Records for the exercise
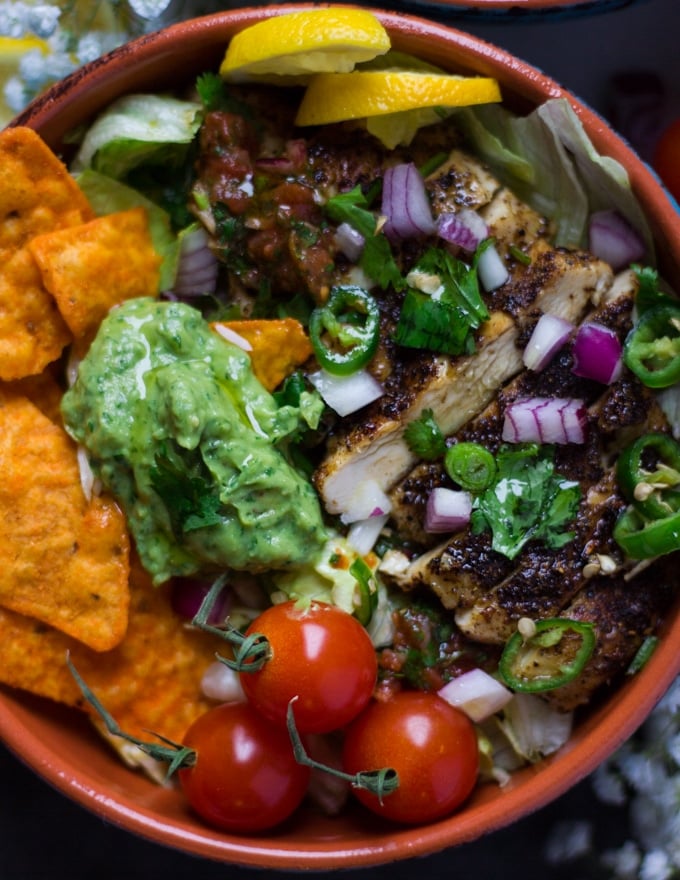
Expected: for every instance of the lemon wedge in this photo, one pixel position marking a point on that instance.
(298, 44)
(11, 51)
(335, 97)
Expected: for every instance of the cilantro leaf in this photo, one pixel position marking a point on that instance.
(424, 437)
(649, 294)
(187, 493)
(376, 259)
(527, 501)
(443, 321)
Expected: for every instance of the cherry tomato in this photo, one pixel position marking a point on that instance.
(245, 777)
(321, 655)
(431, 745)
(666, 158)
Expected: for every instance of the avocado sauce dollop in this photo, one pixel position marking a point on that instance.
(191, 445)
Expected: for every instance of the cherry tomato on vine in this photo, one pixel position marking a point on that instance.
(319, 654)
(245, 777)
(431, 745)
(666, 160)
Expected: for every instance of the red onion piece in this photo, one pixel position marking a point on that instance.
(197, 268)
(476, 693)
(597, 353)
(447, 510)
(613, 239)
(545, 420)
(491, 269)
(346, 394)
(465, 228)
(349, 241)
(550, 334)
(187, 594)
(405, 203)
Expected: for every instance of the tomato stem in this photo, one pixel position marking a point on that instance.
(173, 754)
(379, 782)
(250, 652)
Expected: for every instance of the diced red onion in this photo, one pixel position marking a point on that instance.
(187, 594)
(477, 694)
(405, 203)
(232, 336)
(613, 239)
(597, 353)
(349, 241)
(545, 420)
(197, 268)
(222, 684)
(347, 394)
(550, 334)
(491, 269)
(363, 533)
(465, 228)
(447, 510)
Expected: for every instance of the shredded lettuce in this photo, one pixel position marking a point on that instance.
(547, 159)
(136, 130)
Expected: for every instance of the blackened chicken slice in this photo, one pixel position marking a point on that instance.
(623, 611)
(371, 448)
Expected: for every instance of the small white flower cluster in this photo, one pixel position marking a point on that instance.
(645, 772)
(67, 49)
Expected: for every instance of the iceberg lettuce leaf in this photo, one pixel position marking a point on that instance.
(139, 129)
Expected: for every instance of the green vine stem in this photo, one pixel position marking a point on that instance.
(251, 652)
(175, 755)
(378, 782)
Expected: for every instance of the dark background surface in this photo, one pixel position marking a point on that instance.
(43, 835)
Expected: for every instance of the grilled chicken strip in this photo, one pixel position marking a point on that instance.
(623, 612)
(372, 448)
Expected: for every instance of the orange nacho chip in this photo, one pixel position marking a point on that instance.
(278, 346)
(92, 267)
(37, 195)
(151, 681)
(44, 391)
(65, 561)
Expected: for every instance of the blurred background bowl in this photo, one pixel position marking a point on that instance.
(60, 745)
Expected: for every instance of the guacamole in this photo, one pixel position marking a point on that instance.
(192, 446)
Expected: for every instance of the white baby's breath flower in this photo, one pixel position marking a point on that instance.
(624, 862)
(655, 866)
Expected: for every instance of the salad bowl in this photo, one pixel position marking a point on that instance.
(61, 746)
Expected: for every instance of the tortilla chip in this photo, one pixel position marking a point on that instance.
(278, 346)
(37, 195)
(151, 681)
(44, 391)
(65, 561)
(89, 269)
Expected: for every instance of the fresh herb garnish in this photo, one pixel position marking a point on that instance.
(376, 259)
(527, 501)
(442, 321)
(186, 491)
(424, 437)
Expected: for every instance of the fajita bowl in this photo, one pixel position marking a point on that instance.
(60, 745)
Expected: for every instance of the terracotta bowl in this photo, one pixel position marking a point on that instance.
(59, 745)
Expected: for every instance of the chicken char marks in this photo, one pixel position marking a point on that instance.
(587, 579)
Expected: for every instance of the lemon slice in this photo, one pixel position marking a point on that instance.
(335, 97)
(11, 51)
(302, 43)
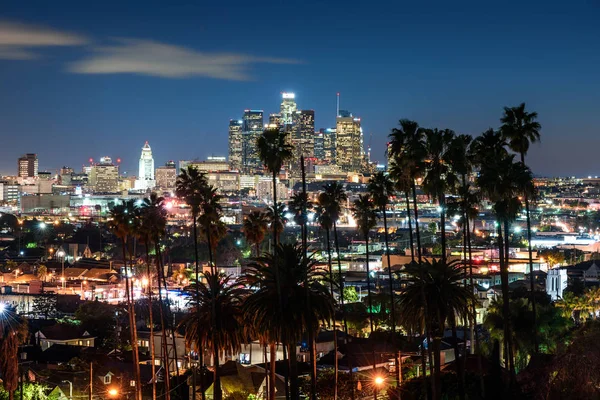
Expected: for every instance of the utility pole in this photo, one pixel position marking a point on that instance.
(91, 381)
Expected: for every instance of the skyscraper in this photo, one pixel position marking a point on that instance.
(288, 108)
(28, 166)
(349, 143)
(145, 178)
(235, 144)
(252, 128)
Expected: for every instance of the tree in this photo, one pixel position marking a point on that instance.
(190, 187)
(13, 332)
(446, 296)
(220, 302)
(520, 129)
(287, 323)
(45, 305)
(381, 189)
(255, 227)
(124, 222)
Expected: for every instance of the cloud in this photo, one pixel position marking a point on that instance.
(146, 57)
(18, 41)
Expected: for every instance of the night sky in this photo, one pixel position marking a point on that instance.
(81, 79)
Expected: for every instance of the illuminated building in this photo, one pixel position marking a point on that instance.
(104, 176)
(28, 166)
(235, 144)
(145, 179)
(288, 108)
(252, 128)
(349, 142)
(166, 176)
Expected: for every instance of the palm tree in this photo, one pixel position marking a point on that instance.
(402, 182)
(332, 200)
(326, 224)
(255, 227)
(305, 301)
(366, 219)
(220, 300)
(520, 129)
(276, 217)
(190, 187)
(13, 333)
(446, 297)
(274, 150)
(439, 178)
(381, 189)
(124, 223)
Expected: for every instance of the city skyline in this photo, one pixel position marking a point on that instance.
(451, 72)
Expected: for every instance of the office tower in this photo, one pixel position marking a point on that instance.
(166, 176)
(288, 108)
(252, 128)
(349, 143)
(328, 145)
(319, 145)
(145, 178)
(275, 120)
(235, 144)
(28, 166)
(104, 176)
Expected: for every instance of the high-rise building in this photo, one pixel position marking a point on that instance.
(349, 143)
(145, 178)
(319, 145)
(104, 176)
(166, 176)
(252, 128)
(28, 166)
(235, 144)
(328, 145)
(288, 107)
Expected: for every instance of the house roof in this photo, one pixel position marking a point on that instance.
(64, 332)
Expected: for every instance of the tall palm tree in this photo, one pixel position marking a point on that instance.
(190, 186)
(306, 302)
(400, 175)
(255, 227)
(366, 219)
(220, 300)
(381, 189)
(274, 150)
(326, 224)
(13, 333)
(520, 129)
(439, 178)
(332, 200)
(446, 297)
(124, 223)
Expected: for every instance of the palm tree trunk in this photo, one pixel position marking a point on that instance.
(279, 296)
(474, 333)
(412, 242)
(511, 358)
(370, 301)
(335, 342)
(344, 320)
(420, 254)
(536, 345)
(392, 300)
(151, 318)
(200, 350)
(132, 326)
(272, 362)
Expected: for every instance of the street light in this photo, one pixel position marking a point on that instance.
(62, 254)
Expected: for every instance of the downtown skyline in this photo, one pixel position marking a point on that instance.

What is expected
Repeat, without change, each line of the data above from the one that contains "Expected: for every instance of the office" through the final line, counting both.

Expected answer
Expected: for every instance of the office tower in this photo, one pixel position marking a point on that instance.
(166, 176)
(288, 108)
(252, 128)
(349, 143)
(328, 145)
(319, 145)
(145, 178)
(275, 120)
(235, 144)
(28, 166)
(104, 176)
Expected: for every instance of the high-rise building in this photo, one pixel position marking a point on that instance.
(349, 143)
(145, 178)
(319, 145)
(104, 176)
(166, 176)
(252, 128)
(28, 166)
(235, 144)
(328, 145)
(288, 107)
Expected: for every instance of the house roof in this photo, one pixel position marking a point on that instance.
(64, 332)
Expected: for every instance of the tall palm tree in this photo, one pixel position marking a point on that instance.
(190, 186)
(306, 302)
(400, 175)
(255, 227)
(366, 219)
(220, 300)
(381, 189)
(274, 150)
(326, 224)
(13, 333)
(520, 129)
(439, 178)
(332, 200)
(446, 297)
(124, 223)
Expected: for every instance of the palm tree trunk in this photo, one pixel position marking a point on that instance.
(279, 296)
(474, 333)
(412, 242)
(511, 358)
(370, 301)
(335, 342)
(344, 320)
(420, 254)
(536, 345)
(392, 300)
(151, 318)
(200, 350)
(132, 326)
(272, 362)
Expected: for every instance of the street light in this photo, one pixel position marking a point on that instance.
(62, 254)
Expected: for every instance of the downtown skyline in this photo, one pixel position marking a point on that instance.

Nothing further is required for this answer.